▶ [本文]
20歳のとき、なにをしていたか
佐世保の公共ホール、アルカスSASEBOは20周年の節目を迎える。
先日、本館で行われていた記念展を観に行ったのだが、予想よりも充実した内容だった。
▲完成予想図的な模型と、これまでのあゆみ展示。なお、パネルが置かれているのは譜面台だ
ふと、市民ミュージカルの文字に目がいく。
▲市民参加ミュージカル「佐世保ブギウギ」と「佐世ぼん」のステージ写真
そうだ。これまで同館では、開館5周年と10周年の節目に市民ミュージカルを開催していたのだった。その名も「佐世保ブギウギ」と「佐世ぼん」。

▶ [指示と条件] 本文の「20歳のとき、なにをしていたか」から「ふと、市民ミュージカルの文字に目がいく。」までを、「記念展」を「企画展」に置き換えて書き直せ。

▶ [提供資料]

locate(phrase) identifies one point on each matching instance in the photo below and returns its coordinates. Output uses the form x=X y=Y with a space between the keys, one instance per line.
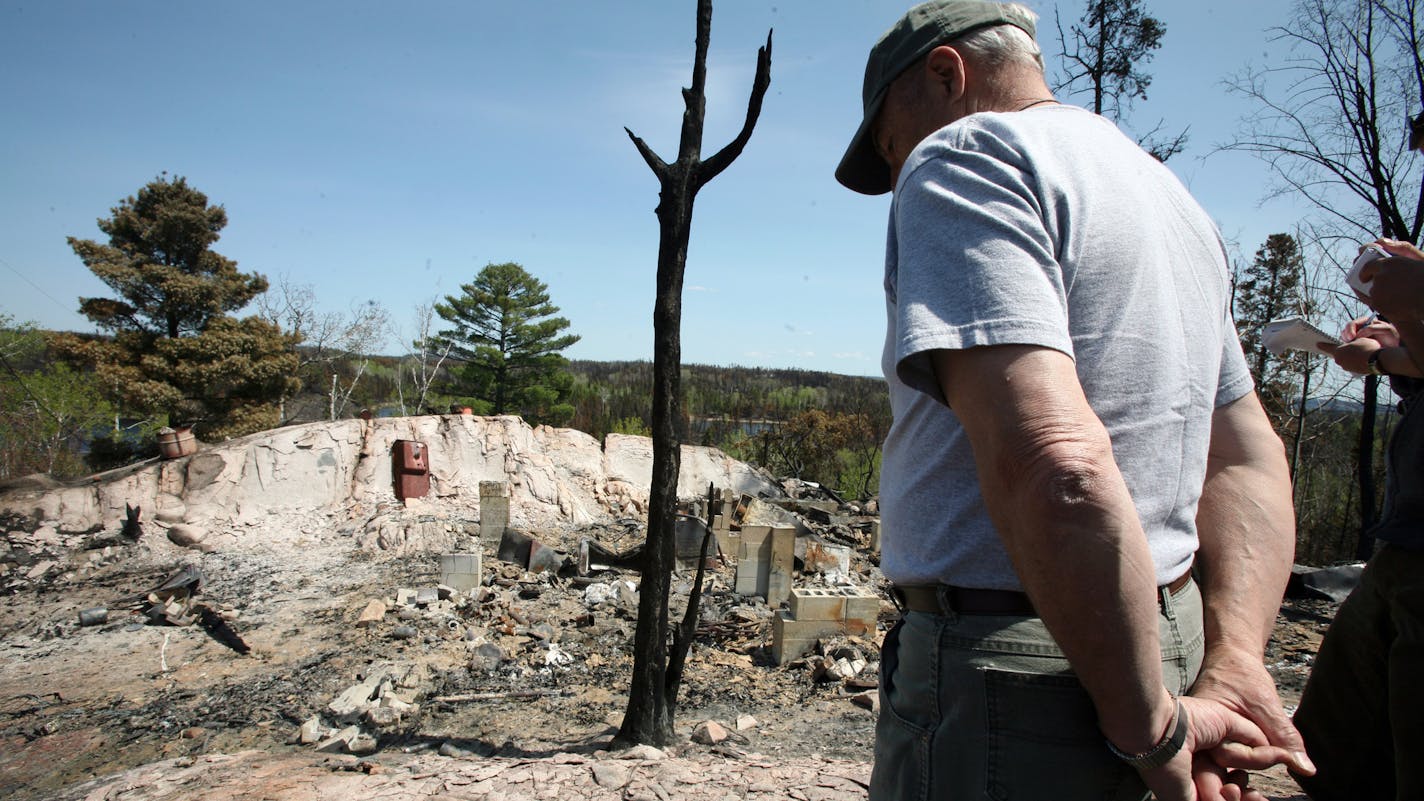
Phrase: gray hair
x=1003 y=44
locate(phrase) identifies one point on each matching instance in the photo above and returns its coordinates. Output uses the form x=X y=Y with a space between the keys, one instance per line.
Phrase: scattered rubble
x=389 y=633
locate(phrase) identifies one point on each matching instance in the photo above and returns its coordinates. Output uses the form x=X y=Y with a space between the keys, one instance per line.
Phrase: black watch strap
x=1165 y=748
x=1374 y=362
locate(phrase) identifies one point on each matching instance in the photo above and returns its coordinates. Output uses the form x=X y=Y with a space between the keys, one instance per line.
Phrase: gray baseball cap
x=922 y=29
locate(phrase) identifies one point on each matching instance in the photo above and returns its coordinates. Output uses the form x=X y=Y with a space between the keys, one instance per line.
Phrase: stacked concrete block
x=728 y=540
x=494 y=509
x=460 y=570
x=765 y=562
x=781 y=566
x=820 y=612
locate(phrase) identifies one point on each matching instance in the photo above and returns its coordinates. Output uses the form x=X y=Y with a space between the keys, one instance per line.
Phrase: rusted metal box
x=410 y=463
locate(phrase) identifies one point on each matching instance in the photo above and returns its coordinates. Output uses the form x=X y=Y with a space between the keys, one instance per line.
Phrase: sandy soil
x=87 y=711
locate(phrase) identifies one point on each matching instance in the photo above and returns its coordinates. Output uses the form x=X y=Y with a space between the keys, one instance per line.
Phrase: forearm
x=1067 y=520
x=1411 y=342
x=1078 y=548
x=1248 y=532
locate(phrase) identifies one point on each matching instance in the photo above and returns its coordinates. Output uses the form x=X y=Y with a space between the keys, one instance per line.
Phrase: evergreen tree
x=174 y=348
x=507 y=342
x=1272 y=288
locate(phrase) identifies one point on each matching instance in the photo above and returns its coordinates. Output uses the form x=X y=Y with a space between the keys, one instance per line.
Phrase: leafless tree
x=1333 y=121
x=655 y=677
x=427 y=355
x=331 y=341
x=1104 y=54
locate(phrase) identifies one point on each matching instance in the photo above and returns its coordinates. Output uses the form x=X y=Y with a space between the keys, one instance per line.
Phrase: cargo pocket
x=1044 y=741
x=909 y=711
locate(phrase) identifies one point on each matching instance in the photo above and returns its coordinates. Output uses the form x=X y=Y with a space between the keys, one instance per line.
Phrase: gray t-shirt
x=1048 y=227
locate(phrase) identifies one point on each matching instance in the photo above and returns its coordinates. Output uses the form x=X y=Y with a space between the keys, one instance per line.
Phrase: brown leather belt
x=944 y=599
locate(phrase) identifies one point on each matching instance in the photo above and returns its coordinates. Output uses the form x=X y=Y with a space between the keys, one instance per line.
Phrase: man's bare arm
x=1065 y=516
x=1064 y=513
x=1246 y=526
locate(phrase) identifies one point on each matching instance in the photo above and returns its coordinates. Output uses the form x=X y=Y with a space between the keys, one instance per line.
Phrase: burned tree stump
x=654 y=689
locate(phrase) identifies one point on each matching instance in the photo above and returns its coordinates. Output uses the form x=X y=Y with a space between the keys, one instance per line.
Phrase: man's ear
x=946 y=69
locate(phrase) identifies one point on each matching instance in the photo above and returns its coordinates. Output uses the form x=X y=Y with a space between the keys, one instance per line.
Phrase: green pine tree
x=1272 y=287
x=174 y=349
x=507 y=345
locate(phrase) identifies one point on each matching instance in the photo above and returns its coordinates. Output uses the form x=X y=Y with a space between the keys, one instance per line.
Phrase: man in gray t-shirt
x=1074 y=429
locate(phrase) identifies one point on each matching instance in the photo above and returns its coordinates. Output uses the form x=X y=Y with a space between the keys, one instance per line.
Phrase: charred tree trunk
x=652 y=693
x=1364 y=469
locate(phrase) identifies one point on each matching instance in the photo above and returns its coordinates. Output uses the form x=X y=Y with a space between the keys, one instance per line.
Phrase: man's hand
x=1239 y=681
x=1397 y=282
x=1353 y=355
x=1221 y=747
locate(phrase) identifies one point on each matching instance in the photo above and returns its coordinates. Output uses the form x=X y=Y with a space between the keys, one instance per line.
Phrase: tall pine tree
x=1272 y=287
x=509 y=344
x=175 y=351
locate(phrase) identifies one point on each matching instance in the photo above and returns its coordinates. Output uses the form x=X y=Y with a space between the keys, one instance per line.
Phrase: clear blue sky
x=390 y=150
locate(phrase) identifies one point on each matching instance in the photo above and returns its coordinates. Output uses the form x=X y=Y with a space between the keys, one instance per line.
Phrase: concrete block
x=818 y=603
x=494 y=509
x=728 y=542
x=793 y=637
x=460 y=570
x=853 y=605
x=863 y=606
x=754 y=560
x=825 y=557
x=373 y=613
x=781 y=566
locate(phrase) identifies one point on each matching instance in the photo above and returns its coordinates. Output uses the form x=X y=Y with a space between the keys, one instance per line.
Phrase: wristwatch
x=1165 y=748
x=1374 y=362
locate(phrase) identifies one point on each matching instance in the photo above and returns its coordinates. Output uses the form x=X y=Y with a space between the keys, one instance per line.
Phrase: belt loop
x=943 y=595
x=897 y=597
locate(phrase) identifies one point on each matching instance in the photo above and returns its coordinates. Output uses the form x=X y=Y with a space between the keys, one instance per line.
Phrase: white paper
x=1295 y=334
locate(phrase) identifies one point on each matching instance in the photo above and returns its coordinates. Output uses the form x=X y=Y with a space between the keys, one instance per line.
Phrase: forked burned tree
x=654 y=690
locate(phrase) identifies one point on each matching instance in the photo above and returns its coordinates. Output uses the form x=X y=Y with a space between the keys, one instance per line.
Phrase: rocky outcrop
x=556 y=476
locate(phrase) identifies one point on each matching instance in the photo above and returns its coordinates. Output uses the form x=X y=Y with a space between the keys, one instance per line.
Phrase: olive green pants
x=1362 y=713
x=987 y=707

▶ [解答]
20歳のとき、なにをしていたか
佐世保の公共ホール、アルカスSASEBOは20周年の節目を迎える。
先日、本館で行われていた企画展を観に行ったのだが、予想よりも充実した内容だった。
▲完成予想図的な模型と、これまでのあゆみ展示。なお、パネルが置かれているのは譜面台だ
ふと、市民ミュージカルの文字に目がいく。